- **What is required**: Reproduce the lines of the listing below, from the line containing "Where can you see the water" through the line containing "column 396, row 60", inclusive, and nothing else.

- **Records for the task**:
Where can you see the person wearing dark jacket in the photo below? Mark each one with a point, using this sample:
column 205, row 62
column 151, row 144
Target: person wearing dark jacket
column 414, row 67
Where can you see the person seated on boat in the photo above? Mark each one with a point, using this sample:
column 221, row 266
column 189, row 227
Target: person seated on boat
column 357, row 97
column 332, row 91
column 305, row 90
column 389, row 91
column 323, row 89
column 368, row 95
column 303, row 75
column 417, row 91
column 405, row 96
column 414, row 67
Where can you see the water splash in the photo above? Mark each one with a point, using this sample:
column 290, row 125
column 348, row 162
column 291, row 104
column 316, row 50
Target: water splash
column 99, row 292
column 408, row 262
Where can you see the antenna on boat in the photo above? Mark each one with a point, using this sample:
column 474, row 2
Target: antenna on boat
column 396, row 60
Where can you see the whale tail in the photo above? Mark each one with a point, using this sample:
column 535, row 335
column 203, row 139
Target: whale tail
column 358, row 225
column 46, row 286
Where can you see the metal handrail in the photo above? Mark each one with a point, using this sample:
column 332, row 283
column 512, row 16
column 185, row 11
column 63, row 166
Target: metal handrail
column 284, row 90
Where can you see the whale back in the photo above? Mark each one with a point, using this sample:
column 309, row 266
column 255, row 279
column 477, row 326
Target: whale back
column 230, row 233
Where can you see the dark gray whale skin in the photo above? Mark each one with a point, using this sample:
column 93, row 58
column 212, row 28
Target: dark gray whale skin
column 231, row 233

--

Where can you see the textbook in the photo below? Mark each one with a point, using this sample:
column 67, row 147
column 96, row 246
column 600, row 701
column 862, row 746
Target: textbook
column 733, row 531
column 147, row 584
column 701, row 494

...

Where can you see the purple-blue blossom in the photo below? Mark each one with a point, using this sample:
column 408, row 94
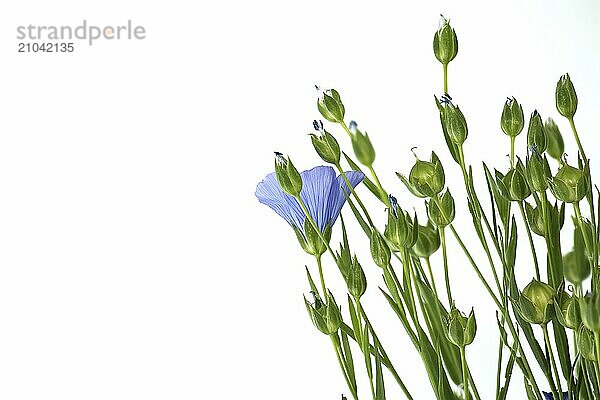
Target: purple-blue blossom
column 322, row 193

- **Result for this task**:
Where can you see the water splash in the photo above? Mark each one with a point, using this sample:
column 290, row 125
column 348, row 162
column 291, row 104
column 316, row 50
Target: water splash
column 99, row 292
column 408, row 262
Where can you see the antenna on boat in the photo above? Mark each one with a point, using this sample:
column 474, row 2
Target: antenna on boat
column 396, row 60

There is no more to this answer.